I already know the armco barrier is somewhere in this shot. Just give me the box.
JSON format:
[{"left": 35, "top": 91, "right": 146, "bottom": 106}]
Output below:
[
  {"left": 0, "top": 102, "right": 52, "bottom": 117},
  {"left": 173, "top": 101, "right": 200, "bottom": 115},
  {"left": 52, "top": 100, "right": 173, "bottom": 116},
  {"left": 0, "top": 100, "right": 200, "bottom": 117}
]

#### Exercise:
Please copy the records above line for line, with no changes.

#### Final result:
I already know the armco barrier is somewhere in this shot. Just give me the box.
JSON format:
[{"left": 35, "top": 91, "right": 146, "bottom": 106}]
Output below:
[
  {"left": 0, "top": 102, "right": 52, "bottom": 117},
  {"left": 173, "top": 101, "right": 200, "bottom": 115},
  {"left": 52, "top": 100, "right": 173, "bottom": 116},
  {"left": 0, "top": 100, "right": 200, "bottom": 117}
]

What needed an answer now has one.